▶ **Exercise**:
Go through the entries and say how many lines contain the string "reflection". The number is the whole answer.
(Record excerpts begins)
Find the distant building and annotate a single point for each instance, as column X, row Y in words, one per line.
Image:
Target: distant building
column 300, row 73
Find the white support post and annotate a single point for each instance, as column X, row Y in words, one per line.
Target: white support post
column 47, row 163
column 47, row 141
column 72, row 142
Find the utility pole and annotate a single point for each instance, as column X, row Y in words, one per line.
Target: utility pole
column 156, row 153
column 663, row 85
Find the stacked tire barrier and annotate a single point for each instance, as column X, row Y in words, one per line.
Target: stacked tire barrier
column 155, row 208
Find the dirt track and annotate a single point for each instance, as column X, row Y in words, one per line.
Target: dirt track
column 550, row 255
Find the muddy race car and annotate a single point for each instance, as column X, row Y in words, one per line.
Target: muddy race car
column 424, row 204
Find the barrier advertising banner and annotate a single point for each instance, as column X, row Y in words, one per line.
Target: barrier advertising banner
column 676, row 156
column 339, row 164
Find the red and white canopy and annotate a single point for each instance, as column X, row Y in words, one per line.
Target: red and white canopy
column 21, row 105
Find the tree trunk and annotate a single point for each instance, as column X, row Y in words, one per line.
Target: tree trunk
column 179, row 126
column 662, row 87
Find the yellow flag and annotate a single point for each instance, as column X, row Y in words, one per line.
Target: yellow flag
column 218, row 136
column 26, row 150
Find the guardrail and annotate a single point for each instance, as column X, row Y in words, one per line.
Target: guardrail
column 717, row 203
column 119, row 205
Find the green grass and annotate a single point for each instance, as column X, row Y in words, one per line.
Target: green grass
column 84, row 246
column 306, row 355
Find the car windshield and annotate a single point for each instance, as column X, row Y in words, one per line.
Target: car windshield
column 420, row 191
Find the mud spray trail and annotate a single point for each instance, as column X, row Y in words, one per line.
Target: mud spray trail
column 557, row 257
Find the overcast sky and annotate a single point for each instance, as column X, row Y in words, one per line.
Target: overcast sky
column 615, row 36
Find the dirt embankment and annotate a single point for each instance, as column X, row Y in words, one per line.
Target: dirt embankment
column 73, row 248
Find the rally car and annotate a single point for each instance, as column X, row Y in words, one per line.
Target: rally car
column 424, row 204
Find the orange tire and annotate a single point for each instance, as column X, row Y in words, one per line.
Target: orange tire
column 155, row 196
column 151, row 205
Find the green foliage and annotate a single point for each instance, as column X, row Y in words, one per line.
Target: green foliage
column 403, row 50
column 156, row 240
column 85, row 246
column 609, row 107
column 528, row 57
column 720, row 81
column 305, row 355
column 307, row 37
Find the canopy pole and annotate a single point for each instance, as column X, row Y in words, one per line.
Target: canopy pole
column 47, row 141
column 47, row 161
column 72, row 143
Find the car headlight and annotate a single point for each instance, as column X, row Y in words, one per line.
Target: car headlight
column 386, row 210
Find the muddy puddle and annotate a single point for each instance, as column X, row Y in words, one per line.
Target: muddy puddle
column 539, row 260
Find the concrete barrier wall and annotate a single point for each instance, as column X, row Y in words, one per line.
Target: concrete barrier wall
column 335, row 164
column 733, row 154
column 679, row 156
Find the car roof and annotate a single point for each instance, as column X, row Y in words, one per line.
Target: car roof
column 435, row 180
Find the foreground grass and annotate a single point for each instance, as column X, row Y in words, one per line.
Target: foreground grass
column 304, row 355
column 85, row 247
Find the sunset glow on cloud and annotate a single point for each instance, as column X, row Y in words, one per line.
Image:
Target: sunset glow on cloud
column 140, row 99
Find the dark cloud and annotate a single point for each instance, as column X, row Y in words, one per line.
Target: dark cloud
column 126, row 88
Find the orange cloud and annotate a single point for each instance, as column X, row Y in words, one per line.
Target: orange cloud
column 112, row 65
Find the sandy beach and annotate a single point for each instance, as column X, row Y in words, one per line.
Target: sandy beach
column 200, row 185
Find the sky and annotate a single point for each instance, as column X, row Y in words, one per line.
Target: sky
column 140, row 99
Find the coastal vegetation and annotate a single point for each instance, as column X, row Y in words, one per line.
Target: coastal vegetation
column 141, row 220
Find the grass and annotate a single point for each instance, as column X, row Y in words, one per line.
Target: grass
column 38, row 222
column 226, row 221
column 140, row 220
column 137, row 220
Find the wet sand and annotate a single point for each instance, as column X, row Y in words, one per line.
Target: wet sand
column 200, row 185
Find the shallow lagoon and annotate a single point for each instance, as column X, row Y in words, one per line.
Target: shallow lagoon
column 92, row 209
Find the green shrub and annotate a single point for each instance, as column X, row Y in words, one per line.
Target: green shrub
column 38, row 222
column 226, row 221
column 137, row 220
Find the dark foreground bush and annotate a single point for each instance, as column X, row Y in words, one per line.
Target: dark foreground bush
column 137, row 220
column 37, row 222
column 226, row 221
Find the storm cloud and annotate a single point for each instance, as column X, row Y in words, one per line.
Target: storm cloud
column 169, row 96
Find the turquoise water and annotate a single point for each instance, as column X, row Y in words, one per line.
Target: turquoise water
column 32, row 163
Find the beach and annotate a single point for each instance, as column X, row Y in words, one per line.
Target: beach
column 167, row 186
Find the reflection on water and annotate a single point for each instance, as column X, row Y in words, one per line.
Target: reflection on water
(Record excerpts ends)
▶ **Result below**:
2